Requirements -> Quote word for word the stretch of lines below, from the line containing "form [472, 641]." through the last line, with both ends included.

■ ■ ■ ■ ■ ■ ■

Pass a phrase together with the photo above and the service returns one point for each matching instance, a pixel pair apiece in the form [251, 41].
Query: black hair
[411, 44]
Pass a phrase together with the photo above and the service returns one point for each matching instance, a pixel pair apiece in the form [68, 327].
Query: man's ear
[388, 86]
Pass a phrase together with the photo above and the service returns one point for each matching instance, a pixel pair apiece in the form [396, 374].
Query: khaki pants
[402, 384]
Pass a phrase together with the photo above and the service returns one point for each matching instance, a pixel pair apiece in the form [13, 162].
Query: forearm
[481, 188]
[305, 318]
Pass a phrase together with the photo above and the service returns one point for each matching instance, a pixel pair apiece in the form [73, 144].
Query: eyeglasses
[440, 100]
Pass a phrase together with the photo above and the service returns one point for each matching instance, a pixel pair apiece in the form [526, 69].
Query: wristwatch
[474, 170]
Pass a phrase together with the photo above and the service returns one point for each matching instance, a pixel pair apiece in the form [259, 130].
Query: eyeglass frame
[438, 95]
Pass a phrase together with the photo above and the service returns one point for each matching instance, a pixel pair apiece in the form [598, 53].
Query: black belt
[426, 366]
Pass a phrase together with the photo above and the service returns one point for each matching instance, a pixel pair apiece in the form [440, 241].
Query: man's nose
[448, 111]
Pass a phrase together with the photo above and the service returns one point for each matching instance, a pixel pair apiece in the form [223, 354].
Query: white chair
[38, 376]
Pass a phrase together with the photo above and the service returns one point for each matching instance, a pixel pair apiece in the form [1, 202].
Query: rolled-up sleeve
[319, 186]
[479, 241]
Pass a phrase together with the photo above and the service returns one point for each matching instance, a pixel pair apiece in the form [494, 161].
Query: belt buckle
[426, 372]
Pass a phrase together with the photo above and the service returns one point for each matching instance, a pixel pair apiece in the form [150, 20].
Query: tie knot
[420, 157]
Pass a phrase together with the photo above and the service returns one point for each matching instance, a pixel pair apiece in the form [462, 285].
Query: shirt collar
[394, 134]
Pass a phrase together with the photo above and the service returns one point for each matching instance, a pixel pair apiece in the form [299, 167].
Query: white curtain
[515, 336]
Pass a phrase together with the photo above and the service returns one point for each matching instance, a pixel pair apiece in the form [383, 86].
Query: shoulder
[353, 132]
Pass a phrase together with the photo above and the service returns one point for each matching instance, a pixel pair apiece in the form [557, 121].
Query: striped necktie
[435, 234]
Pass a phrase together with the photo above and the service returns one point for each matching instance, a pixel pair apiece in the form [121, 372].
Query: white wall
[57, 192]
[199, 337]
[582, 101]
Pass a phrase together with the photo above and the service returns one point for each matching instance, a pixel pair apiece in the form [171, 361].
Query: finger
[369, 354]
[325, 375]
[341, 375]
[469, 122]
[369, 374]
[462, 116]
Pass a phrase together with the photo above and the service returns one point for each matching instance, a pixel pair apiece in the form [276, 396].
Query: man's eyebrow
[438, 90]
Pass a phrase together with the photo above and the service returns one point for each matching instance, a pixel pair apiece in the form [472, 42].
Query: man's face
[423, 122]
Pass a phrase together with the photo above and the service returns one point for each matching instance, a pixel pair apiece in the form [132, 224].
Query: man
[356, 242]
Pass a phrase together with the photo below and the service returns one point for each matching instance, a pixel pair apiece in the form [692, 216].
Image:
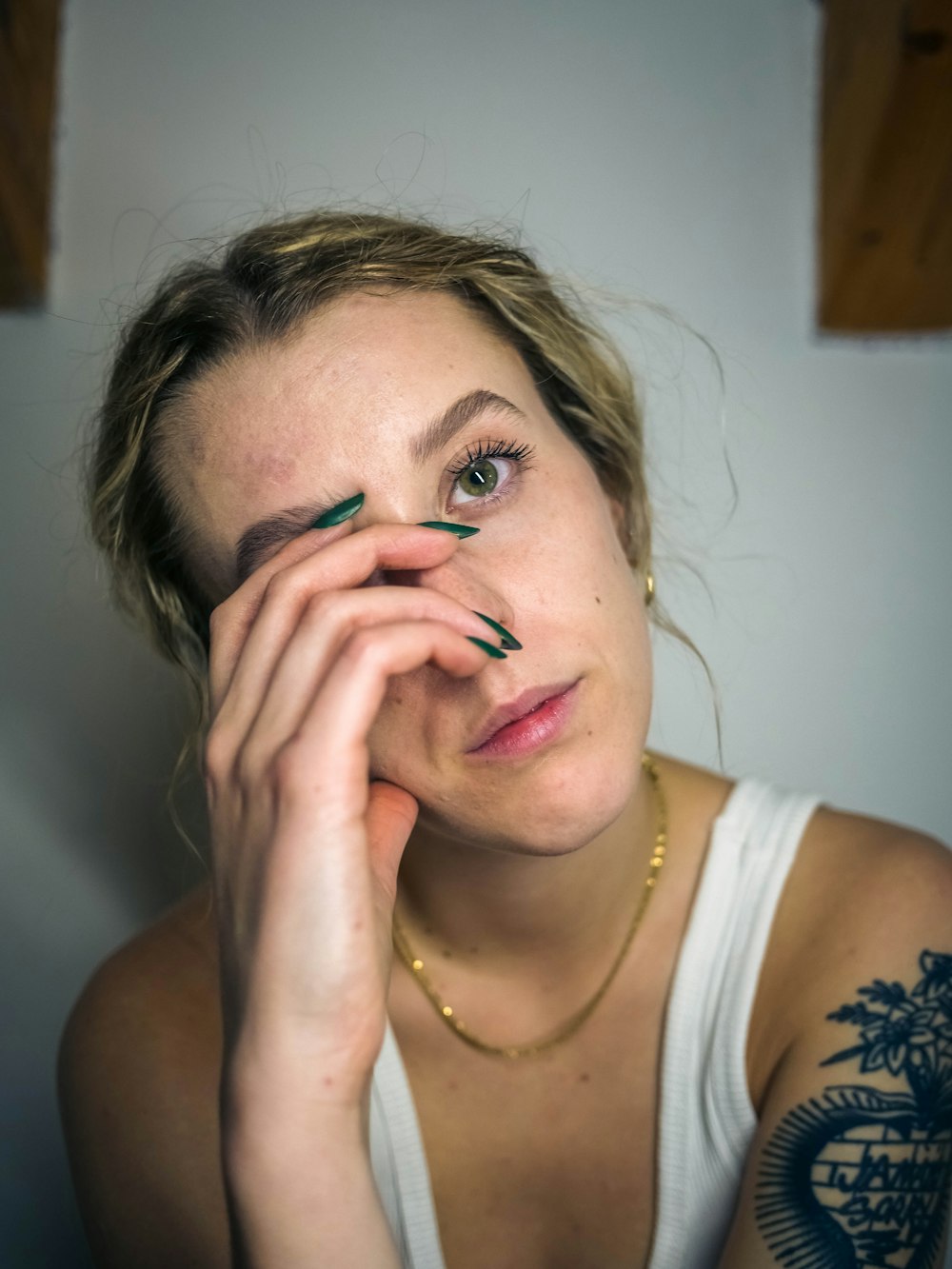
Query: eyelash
[490, 449]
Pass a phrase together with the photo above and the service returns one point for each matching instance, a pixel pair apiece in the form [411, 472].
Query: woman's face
[335, 411]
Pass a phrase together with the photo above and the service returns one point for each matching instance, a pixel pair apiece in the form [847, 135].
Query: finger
[335, 559]
[267, 713]
[391, 815]
[323, 769]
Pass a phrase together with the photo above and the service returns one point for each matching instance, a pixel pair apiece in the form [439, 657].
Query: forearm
[305, 1199]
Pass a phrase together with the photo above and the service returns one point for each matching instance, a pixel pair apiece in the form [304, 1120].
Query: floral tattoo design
[859, 1177]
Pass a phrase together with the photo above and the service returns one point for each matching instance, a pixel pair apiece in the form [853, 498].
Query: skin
[346, 696]
[334, 411]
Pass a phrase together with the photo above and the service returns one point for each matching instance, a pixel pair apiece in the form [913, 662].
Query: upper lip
[517, 708]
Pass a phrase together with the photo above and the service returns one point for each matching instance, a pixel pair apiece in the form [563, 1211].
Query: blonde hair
[265, 285]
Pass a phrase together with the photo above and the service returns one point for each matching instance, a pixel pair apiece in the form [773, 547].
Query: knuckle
[282, 587]
[364, 646]
[293, 765]
[216, 757]
[322, 606]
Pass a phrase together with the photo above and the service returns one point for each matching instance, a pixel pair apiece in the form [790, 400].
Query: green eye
[479, 479]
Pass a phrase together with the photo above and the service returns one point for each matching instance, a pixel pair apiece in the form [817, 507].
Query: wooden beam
[29, 38]
[886, 167]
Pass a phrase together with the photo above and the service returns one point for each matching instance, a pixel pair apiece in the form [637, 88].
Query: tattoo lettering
[859, 1177]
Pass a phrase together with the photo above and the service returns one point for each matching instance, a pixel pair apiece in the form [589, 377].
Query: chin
[551, 807]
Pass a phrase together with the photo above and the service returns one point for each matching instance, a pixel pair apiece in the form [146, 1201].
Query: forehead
[278, 424]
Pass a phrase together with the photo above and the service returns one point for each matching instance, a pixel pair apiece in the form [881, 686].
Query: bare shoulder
[139, 1077]
[851, 1048]
[866, 899]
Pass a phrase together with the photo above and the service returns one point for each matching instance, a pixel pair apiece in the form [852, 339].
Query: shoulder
[137, 1075]
[853, 1150]
[864, 896]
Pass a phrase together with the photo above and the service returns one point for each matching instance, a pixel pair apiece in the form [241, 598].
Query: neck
[547, 921]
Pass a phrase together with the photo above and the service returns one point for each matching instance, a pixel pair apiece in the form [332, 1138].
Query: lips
[526, 704]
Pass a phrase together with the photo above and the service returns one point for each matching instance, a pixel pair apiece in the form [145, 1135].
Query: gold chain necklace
[459, 1027]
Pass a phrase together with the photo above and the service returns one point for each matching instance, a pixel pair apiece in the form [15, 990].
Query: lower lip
[533, 730]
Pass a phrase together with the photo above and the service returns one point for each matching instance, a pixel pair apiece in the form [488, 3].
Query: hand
[305, 848]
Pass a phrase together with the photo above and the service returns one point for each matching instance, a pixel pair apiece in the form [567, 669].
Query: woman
[379, 490]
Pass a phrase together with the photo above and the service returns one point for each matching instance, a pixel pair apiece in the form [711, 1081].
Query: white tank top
[706, 1119]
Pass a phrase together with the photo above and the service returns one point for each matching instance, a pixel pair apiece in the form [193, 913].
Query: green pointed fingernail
[461, 530]
[487, 647]
[509, 641]
[339, 513]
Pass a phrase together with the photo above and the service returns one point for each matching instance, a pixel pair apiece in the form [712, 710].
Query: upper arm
[139, 1101]
[851, 1164]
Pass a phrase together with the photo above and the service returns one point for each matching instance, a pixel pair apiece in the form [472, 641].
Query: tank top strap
[706, 1119]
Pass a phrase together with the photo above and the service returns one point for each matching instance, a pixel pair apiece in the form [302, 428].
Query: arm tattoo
[859, 1177]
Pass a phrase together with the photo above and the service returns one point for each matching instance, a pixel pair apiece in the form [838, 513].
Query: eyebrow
[436, 435]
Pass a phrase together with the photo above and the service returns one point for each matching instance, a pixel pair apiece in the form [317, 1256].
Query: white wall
[662, 148]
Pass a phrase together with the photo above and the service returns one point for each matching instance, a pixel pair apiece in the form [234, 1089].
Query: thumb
[391, 815]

■ ■ ■ ■ ■ ■ ■

Task solution ->
Pass a phrase together with the photo above and the service returns one point for each matching instance, a pixel pair apiece in the form [472, 641].
Query: tank top strap
[706, 1119]
Pass a phrase together with the photo above and the service returns one point for each matching instance, a pixel pair apiece in the form [302, 428].
Query: arm tattoo
[859, 1177]
Pass a phrase together with the photo above and the service returns one point for each matching instance, a pixel pair apiece in the form [838, 513].
Query: eyebrow
[436, 435]
Pass a phrase together with the photo above and the service returns one point for each matching instance, a pixel pair apiece in the form [317, 1256].
Query: white wall
[662, 148]
Pass a phrase together with the photo above and the service returns one point for each matching instance, a pixel pair apiece in the form [234, 1089].
Query: thumb
[391, 815]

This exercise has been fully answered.